Achieving goals isn’t easy, but decades of management research demonstrates that setting a clear goal provides us with a huge amount of motivation. In the workplace, when managers set clear goals and provide their employees with specific feedback, they see better performance. It’s no different when setting your own goals, although it’s harder to get that feedback, because you have to give it to yourself!
For many parents, realizing their goals can be difficult due to the amount of uncertainty thrown into the mix. You have a plan to exercise daily for 30 minutes, or write a blog post once a week, or spend 15 minutes meditating every morning. You may do it for four, five, even six days and feel really good about your accomplishment. And then – the baby hits a growth spurt and starts waking up three times a night again. A snow day cancels school. One of the children gets sick from daycare (again), and then your partner gets sick, and then you do. You get pregnant with twins and suddenly writing a book proposal doesn’t seem so important (cough, cough). A deadline comes up at work, and you want to spend any free time you have with your children. You go into survival mode and making sure everyone is fed and has clean clothes feels like a true achievement.
Once you come out of the crisis period, it can be difficult to get back on the path towards your goal. When we make small steps towards an achievement, it motivates us to continue. The opposite is also true. We get behind, and “catching up” feels impossible.
How Postpartum Depression Sacked My Goals
When I had my second baby, I was really looking forward to getting my “normal” body back through exercise. I had bought a few workout DVDs, a new mat, and was counting down the days until I could start to “bounce back.” About six weeks after he was born, things were tough. Neither of my sons seem to sleep all that much. Even with the lack of sleep, I started with my DVDs and was exercising about three times a week. It felt great!
Then two things happened. One, my weight did not budge. I stepped on the scale every day; looking back, that was probably a REALLY bad idea. Seeing the numbers stay the same, way above my “normal” weight, discouraged me.
Two, the lack of sleep and hormones caught up to me and I got sacked by postpartum depression. I’ve struggled here and there with mood disorders, in college and during my first pregnancy, but this was like nothing I had ever experienced. The baby crying would cause an anxiety attack. I wouldn’t be able to figure out how to calm him. He didn’t want to be held or to eat, and I couldn’t get him on any sort of regular nap schedule. I felt incompetent.
Picking up my other son from preschool with a baby in tow seemed much harder than I expected it to be. Then getting the boys home, fed, bathed, and to bed on two different schedules and by myself, since my husband came home from work after the baby went to bed, seemed impossible. I couldn’t get into a routine. I just wanted to cry.
I went back to work part-time, teaching an evening class, and the return to my “normal” life didn’t seem to help at all. I still held feelings of resentment, of being overwhelmed, and of not measuring up as a mom.
Building Flexibility into our Goals
One thing that we’re learning is that when people feel as if they have limited time spread across a number of different roles, their goals can be more difficult to achieve. Switching from your “work” self to your “home” self takes a certain amount of energy away from achieving your goals. Working moms and dads feel this pressure, but so does anyone who is switching among multiple different roles.

### AVAILABLE DATA
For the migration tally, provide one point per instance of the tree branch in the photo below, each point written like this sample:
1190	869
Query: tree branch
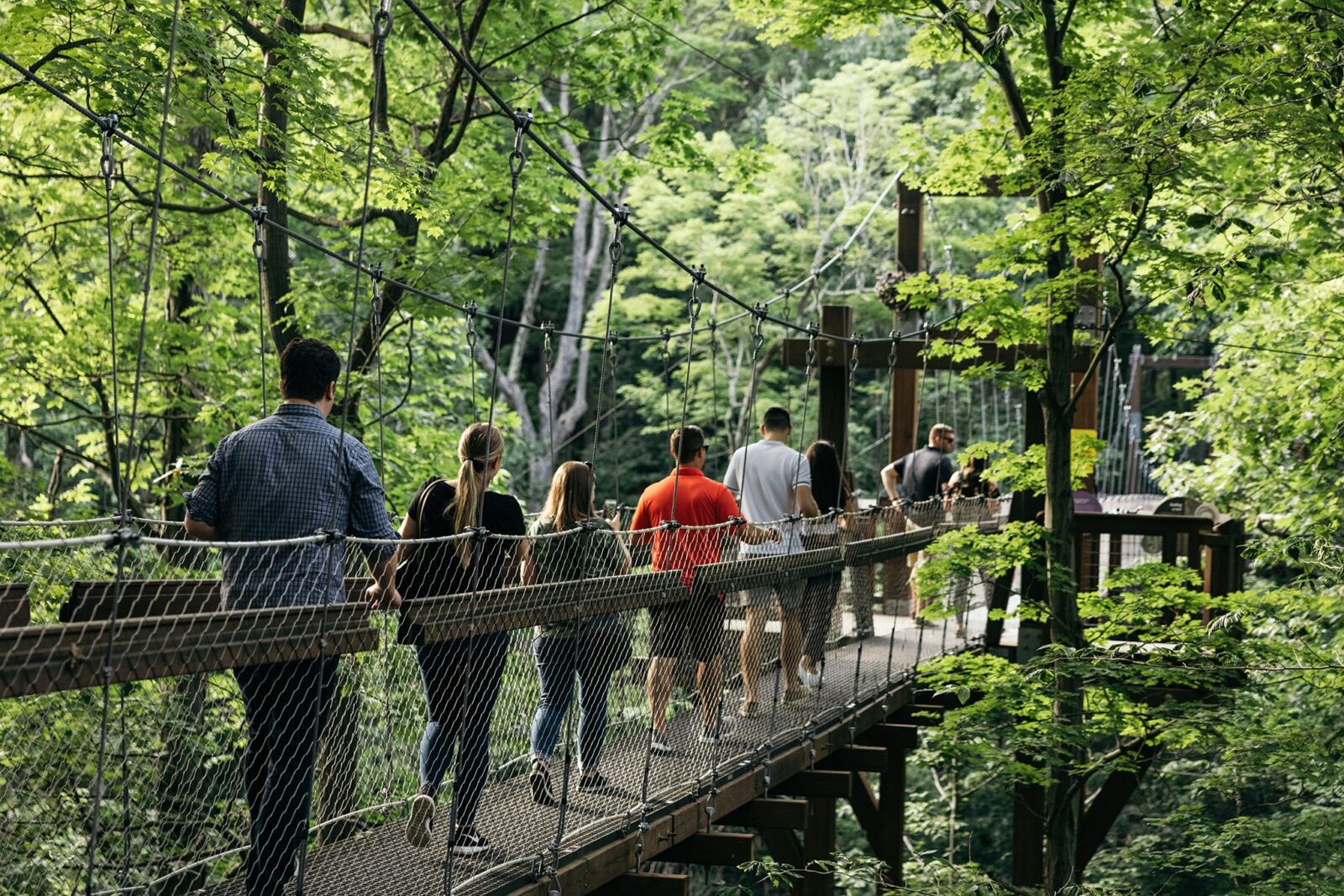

### WRITTEN INSTRUCTION
List every plan named as an example in the sentence of the essay on parents and goals that begins "You have a plan to". The material above has nothing to do with the essay on parents and goals.

### CORRECT RESPONSE
- Exercise daily for 30 minutes
- Write a blog post once a week
- Spend 15 minutes meditating every morning